§ Required work:
This exercise asks for a copy of each line in the records below with the word "truck" in it.
%%
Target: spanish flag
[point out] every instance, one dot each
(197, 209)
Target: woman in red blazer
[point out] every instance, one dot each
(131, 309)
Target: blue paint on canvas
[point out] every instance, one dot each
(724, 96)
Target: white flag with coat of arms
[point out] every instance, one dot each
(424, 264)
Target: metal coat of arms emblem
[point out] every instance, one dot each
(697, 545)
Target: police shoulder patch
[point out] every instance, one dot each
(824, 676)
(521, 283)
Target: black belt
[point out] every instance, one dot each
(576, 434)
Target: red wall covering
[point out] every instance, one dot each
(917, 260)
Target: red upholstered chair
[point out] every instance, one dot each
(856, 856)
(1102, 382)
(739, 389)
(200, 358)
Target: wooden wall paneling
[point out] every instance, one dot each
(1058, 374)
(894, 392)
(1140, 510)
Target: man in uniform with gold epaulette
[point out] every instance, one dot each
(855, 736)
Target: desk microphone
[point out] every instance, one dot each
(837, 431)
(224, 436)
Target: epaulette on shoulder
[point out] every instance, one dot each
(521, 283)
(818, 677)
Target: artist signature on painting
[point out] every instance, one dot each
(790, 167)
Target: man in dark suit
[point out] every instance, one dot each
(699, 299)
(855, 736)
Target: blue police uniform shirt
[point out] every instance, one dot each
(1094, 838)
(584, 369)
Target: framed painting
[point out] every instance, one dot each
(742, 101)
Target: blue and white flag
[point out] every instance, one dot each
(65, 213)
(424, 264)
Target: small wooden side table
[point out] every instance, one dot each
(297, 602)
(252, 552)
%%
%%
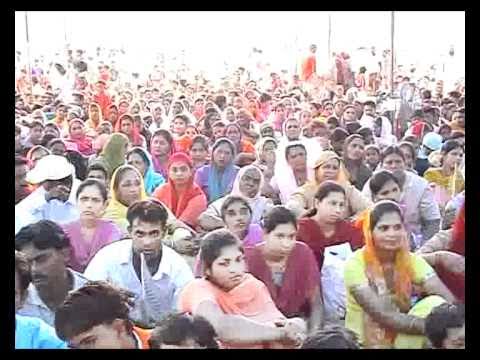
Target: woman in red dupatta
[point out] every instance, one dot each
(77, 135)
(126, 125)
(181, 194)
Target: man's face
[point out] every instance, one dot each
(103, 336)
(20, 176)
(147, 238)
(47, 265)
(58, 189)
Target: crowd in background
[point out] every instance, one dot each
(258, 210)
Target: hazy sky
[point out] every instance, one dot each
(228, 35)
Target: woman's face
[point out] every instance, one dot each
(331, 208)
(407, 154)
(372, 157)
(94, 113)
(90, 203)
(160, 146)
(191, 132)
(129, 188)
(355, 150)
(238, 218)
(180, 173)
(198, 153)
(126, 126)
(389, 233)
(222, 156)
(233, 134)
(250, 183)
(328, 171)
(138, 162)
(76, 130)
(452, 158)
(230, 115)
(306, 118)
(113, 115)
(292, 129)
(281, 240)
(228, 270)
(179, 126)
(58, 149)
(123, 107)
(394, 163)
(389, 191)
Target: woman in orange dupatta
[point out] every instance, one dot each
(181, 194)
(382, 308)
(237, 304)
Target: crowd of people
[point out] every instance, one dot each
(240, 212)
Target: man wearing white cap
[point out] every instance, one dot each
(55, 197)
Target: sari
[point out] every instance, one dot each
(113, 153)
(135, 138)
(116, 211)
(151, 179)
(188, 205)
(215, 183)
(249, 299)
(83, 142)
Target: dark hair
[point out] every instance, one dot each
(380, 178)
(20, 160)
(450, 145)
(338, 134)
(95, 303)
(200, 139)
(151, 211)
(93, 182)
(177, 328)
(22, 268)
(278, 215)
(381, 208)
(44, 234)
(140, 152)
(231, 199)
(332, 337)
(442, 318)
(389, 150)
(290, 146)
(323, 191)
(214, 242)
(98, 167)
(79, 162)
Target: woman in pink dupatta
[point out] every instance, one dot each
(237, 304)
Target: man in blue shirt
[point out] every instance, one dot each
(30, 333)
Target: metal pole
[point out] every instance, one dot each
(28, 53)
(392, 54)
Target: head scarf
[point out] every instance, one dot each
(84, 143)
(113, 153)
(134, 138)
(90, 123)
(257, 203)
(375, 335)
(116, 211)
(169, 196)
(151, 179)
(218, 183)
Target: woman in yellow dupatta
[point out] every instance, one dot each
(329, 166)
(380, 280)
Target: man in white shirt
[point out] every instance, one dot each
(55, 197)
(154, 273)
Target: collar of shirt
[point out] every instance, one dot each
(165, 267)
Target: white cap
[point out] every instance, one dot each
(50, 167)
%%
%%
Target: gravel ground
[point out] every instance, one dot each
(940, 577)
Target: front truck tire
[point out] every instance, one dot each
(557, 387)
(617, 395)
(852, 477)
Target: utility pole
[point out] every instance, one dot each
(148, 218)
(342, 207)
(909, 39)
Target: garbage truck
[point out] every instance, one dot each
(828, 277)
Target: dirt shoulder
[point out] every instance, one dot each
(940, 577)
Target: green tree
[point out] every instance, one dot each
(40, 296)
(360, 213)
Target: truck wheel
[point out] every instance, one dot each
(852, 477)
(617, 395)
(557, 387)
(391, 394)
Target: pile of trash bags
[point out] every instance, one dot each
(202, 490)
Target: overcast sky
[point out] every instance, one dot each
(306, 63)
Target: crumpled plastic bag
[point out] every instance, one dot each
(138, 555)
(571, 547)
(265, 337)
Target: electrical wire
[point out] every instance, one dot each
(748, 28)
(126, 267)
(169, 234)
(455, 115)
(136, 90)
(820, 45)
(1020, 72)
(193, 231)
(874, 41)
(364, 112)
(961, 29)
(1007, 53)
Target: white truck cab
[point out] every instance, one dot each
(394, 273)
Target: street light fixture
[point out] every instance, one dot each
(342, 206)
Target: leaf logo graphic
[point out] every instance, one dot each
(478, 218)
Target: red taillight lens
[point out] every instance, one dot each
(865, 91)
%%
§ Completed task:
Target: front truck tire
Target: garbage truck
Target: truck wheel
Target: white truck cab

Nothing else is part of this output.